基于SpringBoot+Vue2的大数据职业能力分析平台_vue2数据分析系统页面-CSDN博客

本文链接：https://blog.csdn.net/Sophia2021XJTU/article/details/137981675

基于SpringBoot+Vue2的大数据职业能力分析平台

这是我们实习期间小组完成的小项目。前端和后端分开上传在两个github中。

前端部分链接：GitHub - Seeking-L/CareerCraftHub-Vue2: CareerCraftHub，2023-2024冬季小学期，小组项目的前端页面部分（Vue2）

后端部分链接：Seeking-L/CareerCraftHub-Server: CareerCraftHub，2023-2024冬季小学期，小组项目的Server部分（Java：SpringBoot+MyBatis、少量Python） (github.com)

记得点Star!!!

我们项目大致可以分成三个部分：

python部分
前端Vue2
后端SpringBoot + MyBatis + MySQL

项目开发时我们经验不足，平时学校比较注重理论，所以我们的项目有很多不足之处。

我们的python部分是用Java来调用的，并没有做到实时分析。

我们前端的大数据展示部分其实很多都是抄了CSDN上其他博主的代码。

表面上说是大数据其实数据大概只有几千。。

数据条目:
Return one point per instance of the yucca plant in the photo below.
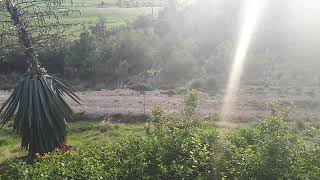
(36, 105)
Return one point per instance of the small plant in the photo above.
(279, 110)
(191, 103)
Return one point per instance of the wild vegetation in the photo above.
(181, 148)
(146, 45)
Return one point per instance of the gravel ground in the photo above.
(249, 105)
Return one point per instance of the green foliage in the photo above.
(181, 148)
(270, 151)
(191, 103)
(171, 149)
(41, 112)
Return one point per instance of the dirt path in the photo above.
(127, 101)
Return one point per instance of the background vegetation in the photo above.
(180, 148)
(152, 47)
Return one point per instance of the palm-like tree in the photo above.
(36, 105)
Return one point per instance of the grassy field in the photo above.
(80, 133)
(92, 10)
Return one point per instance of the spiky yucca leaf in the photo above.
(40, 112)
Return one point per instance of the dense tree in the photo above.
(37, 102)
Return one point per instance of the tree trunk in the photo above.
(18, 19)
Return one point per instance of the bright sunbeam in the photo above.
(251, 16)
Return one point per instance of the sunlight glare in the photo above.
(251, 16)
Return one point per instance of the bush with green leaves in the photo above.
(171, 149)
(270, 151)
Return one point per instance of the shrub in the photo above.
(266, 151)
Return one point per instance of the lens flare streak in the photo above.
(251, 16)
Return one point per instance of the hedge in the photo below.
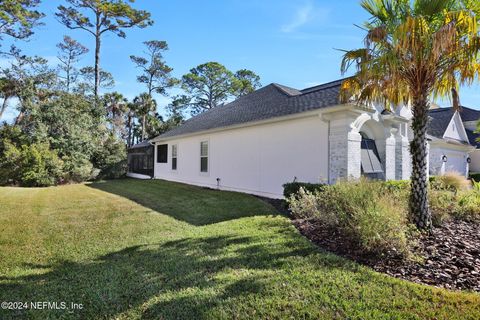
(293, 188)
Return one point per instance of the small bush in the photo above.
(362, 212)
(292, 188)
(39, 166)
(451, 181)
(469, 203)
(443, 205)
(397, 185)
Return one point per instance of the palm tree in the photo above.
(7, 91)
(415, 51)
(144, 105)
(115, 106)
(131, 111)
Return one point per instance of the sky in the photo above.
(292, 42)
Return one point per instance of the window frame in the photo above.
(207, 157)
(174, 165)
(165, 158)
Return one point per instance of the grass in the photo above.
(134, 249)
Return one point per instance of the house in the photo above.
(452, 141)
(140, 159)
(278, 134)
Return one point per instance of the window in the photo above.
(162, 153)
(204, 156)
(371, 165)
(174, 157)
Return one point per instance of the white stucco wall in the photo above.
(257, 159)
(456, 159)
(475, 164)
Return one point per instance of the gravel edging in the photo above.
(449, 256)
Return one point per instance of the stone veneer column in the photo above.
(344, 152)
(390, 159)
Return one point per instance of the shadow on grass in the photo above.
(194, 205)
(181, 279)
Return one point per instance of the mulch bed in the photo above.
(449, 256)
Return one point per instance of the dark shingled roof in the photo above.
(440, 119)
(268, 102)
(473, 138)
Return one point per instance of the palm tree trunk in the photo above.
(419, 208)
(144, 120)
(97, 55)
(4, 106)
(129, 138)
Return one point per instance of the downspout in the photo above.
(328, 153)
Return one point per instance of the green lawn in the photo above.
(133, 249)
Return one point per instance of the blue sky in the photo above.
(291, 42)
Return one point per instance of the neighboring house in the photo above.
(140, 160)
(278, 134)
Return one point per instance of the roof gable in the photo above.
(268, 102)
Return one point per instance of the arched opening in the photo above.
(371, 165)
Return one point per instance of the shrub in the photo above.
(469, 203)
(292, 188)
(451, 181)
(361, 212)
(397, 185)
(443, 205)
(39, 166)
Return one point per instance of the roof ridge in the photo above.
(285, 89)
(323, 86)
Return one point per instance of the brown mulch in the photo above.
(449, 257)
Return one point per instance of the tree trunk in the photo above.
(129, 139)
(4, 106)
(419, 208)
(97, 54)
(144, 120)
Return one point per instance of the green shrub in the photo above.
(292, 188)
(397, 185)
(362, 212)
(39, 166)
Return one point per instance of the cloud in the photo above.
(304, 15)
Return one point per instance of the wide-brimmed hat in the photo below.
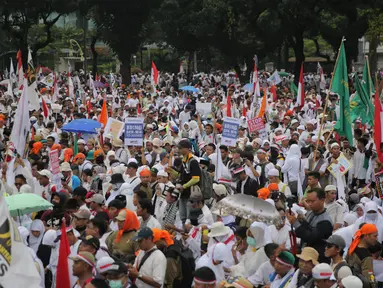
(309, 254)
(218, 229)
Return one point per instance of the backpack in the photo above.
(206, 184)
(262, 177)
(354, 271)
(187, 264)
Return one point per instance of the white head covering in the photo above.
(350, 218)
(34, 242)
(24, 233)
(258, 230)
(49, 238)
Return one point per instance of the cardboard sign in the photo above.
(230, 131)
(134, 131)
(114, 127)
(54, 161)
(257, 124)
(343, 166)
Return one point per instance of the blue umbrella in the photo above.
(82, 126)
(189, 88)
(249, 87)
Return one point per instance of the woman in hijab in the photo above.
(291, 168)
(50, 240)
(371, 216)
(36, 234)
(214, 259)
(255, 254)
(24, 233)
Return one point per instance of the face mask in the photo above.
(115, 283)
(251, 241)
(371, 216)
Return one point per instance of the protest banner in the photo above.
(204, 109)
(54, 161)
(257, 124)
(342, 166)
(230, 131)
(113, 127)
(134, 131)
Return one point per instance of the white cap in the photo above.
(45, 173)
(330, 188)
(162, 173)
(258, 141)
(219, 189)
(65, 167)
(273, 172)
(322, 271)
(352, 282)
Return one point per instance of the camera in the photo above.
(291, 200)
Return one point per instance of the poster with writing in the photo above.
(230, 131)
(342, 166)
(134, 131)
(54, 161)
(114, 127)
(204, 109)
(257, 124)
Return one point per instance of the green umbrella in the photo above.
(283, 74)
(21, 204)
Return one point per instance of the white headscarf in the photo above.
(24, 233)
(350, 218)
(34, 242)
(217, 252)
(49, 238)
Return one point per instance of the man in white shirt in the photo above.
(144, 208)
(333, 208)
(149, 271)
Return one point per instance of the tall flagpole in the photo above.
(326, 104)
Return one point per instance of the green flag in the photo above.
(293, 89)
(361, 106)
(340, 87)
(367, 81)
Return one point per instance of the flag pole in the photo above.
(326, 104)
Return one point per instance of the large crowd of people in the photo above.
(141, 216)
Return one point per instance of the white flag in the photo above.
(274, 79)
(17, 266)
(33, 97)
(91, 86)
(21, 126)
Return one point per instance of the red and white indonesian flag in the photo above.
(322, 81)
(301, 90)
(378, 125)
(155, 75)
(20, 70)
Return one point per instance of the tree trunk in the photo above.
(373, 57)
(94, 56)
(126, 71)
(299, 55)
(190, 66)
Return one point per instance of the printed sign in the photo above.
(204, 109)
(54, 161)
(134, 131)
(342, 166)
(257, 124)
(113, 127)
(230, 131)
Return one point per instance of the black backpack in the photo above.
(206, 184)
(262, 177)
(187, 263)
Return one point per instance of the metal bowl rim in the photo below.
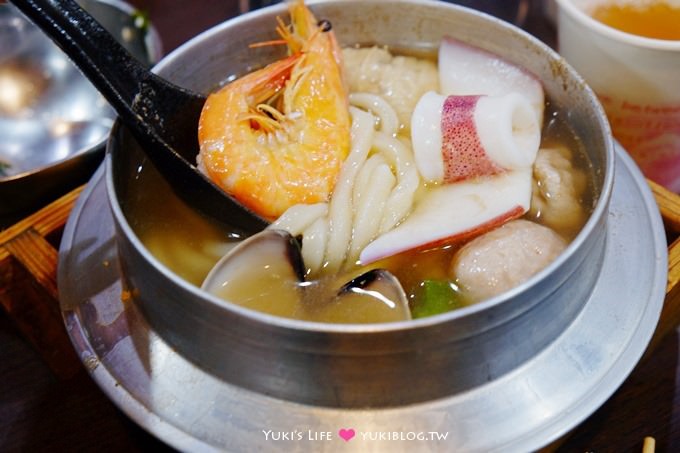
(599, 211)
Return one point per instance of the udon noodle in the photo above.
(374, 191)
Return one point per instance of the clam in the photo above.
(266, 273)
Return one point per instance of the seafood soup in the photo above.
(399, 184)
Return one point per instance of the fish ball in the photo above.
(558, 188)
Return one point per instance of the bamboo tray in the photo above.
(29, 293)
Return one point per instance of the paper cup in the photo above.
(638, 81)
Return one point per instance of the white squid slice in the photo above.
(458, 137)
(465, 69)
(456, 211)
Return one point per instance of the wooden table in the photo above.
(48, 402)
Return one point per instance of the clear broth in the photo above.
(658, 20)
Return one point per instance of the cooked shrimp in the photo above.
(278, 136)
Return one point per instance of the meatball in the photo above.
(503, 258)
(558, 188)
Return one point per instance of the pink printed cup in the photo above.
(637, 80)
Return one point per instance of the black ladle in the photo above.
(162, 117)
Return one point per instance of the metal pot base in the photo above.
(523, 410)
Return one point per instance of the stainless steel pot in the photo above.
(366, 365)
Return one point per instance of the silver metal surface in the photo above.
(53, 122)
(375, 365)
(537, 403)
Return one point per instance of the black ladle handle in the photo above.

任务目标:
请逐字照录节选文本中以含有“我们项目大致可以分成三个部分：”的语句开头、至“我们前端的大数据展示部分其实很多都是抄了CSDN上其他博主的代码。”结束的部分。 上述条目与节选文本彼此独立，属于另行提供的材料。

参考答案:
我们项目大致可以分成三个部分：

python部分
前端Vue2
后端SpringBoot + MyBatis + MySQL

项目开发时我们经验不足，平时学校比较注重理论，所以我们的项目有很多不足之处。

我们的python部分是用Java来调用的，并没有做到实时分析。

我们前端的大数据展示部分其实很多都是抄了CSDN上其他博主的代码。